## SET EXERCISE 1
Reproduce the passage of the mailing-list thread on currval from "this is AFAIK" up to and including "CREATE FUNCTION ...", word for word.

## DOCUMENT SEGMENT

Thread: currval question

currval question

From
"Andy Kriger"
Date:
I am trying to get the last value updated by an column auto-incrementing
with nextval(). In MySQL, you'd use LAST_INSERT_ID() - in Postgre, currval()
appears to do the trick.

Is this maintained on a per-connection basis? For example, user A inserts
and the nextval() updates to 5, user B does 2 inserts, updating nextval() to
7. When user A calls currval() they should get 5 if the updates are per-cnx.
What does psql do under the hood here?

thx
a



Re: currval question

From
Tino Wildenhain
Date:
Hi Andy,

this is AFAIK on a per transaction basis.

HTH
Tino Wildenhain

PS: I often use a plpsql script for creating table entrys, this helps if
you have many foreign keys and need some checks and the last id too. It
looks roughly like this:

CREATE FUNCTION ...

nextid=nextval(''sequence'');

insert into table ... (nextid, ... ) ;

return nextid;


this way you can use the function in another insert, immediately using its
return
value for insert in the other table.

(Records from a data collection)
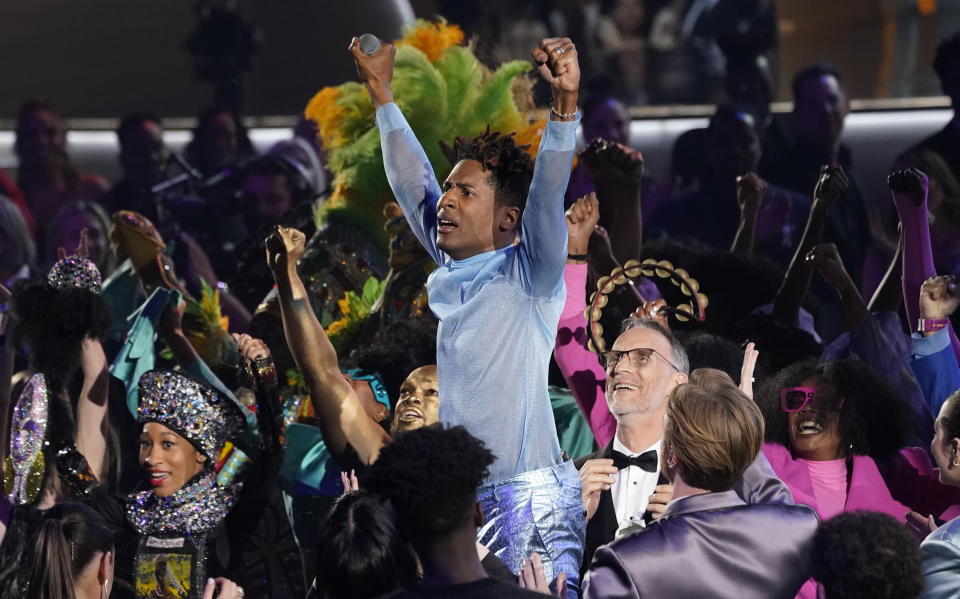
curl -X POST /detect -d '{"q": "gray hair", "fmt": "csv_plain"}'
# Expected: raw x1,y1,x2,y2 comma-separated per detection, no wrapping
0,195,37,271
620,317,690,375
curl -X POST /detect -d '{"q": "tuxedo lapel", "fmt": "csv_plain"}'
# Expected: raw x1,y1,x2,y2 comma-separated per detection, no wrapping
577,440,618,575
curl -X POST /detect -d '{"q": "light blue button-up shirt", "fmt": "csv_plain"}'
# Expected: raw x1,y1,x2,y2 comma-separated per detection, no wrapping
377,103,579,481
920,518,960,599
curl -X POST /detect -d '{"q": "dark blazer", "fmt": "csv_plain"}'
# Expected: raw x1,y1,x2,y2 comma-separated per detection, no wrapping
583,490,819,599
573,439,670,580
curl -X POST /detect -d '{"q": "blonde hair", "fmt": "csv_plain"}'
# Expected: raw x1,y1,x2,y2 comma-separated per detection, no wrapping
663,368,763,491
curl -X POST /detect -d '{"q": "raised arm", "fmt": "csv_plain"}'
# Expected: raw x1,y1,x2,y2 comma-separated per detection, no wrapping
519,38,580,297
773,166,850,326
350,38,443,264
867,240,903,312
887,169,960,360
266,227,388,464
0,285,13,466
730,173,767,254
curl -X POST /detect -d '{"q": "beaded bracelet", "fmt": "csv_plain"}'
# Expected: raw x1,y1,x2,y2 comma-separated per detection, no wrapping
550,106,577,121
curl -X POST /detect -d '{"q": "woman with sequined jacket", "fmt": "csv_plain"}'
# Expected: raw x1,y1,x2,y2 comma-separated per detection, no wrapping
0,239,110,599
69,338,290,599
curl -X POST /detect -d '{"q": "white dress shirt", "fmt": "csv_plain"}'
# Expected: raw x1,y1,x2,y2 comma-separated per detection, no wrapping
610,436,661,528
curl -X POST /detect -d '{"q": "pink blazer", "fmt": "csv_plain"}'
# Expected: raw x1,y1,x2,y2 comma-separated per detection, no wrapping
763,443,960,522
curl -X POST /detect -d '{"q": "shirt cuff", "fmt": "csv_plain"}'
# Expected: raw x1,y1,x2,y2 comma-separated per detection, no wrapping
910,327,950,359
377,102,410,133
540,111,580,152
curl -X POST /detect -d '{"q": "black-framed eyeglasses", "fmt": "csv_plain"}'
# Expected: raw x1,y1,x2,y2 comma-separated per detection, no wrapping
600,347,680,372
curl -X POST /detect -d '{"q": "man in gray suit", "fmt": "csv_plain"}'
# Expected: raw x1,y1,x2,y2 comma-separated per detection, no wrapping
584,377,818,599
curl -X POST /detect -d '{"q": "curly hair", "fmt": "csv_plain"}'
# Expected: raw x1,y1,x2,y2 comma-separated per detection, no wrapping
663,380,763,492
342,314,437,403
933,32,960,82
360,426,495,539
726,312,823,380
10,280,110,392
316,491,418,599
453,126,533,212
810,511,924,599
756,359,913,458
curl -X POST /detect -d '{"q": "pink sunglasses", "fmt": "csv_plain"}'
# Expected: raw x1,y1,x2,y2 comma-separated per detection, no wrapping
780,387,843,412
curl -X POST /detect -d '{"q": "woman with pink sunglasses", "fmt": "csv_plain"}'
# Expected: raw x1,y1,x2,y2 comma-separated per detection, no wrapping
757,360,960,522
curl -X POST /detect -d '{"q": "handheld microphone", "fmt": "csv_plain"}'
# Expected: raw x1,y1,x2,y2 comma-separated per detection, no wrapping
357,33,380,56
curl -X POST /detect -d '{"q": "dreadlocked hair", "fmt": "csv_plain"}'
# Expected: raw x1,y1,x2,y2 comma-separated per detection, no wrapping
360,426,494,540
453,125,533,212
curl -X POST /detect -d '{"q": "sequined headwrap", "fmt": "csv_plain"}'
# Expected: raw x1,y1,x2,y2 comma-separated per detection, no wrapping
127,472,240,536
3,373,47,505
47,255,103,295
137,370,244,460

## SET EXERCISE 2
Pick out each line of the records that contains the word "blazer", and copy every such line unchanged.

## EXPECTED ANSWER 1
this is AFAIK on a per transaction basis.

HTH
Tino Wildenhain

PS: I often use a plpsql script for creating table entrys, this helps if
you have many foreign keys and need some checks and the last id too. It
looks roughly like this:

CREATE FUNCTION ...

## EXPECTED ANSWER 2
curl -X POST /detect -d '{"q": "dark blazer", "fmt": "csv_plain"}'
curl -X POST /detect -d '{"q": "pink blazer", "fmt": "csv_plain"}'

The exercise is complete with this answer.